What you will do: List every character named in the comic recap below, counting a character only once even when more than one name is used for them.

Source document:
● ● ● ●

His education in the matter's the stuff of a cautionary tale, related to a guy named Joe who has a kid named Ray he could be spending more time with. Spider-Man, who'd found the latter graffiting in the dead of night, had brought the former to Four Freedoms Plaza in hopes that Mister Fantastic could get him to see sense.
Spidey's own efforts to that end, perhaps fueled by a discussion with his wife about the possibility of their trying for another child (surprising use of continuity in something like this, isn't it?), hadn't been enough. He'd told Joe the barfly that " Immaturity is the one foe even I can't fight! ", knowing that what could was wisdom in the matter.
So he'd asked Reed (because who else could Spider-Man the superhero ask?) to talk to Joe about how important a father was to a son.
They came by the next day and found him with Franklin, practicing what he was going to preach so effectively that they mistook a joyful yell for a terrified one.
" My spider-sense isn't tingling.. " Spidey said, " .. but be prepared for-- "

(I get the purpose of this scene in the story's context, but it still looks a little weird to me. I don't mean that any part of it's out of character for anyone involved, but that it's less like something that would naturally happen and more like they set this up for Spidey and Joe to see.
Maybe it's just what Ben and Johnny are doing, off to the side; they seem superfluous to the scene's composition, or at least to the action in it.)
He took them aside, and Joe asked him how he managed to balance being a good father with being a super-scientist and a superhero (Spidey'd at least got him genuinely interested in repairing his relationship with Ray).
Reed answered him soberly:

(His whole manner in this panel's a bit incongruous with this and the last page, but it still works as a lead-in to a flashback to when he didn't know the story's moral. It's a nice touch, that way.)

(In the past, facial expressions were a guessing game for Sue, one she often lost through overestimation.)
Now, with the neglect on his part having come from his own scientific curiosity, (really, could it have been anything else?) you might be wondering what form his wake-up call took- a frustrated exclamation on Franklin's part, maybe, which sparked a serious conversation with Sue and an attempt to make amends with his son?

● ● ● ●

Pointing and labeling entries:
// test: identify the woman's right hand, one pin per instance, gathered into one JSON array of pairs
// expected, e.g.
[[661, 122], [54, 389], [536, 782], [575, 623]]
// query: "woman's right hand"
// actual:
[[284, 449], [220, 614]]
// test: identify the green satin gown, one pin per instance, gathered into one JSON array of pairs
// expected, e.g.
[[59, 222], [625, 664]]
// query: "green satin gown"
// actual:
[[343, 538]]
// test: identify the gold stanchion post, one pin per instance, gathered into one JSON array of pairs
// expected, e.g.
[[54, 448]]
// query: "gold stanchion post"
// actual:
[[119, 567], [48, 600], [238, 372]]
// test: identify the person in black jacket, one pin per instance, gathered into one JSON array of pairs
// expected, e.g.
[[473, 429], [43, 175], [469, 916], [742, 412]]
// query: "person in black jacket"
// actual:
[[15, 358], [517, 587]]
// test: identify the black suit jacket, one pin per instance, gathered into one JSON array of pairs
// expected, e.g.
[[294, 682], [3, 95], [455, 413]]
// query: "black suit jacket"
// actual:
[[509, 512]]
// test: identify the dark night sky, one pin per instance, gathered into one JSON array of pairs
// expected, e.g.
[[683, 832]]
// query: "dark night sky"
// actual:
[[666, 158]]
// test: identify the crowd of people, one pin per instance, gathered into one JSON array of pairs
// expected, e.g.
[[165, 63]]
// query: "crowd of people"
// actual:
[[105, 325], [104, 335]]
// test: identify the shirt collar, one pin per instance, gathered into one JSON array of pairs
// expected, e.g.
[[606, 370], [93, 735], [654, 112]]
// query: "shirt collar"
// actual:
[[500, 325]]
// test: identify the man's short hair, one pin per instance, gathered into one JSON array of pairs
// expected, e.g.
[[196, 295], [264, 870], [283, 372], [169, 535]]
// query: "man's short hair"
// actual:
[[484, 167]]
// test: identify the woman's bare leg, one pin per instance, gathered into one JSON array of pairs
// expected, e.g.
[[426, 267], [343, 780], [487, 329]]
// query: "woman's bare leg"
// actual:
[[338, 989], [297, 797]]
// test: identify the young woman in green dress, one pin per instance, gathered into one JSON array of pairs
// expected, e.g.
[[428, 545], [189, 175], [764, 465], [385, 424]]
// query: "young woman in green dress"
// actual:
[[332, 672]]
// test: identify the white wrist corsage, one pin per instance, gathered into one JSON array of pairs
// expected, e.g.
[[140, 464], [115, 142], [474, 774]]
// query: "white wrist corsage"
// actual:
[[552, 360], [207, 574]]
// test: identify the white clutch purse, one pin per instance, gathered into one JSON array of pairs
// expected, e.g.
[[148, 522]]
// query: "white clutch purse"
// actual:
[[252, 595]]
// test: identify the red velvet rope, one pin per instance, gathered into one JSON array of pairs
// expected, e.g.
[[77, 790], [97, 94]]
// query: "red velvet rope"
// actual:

● ● ● ●

Full response:
- Joe
- Ray
- Spider-Man (also called Spidey)
- Reed (also called Mister Fantastic)
- Franklin
- Ben
- Johnny
- Sue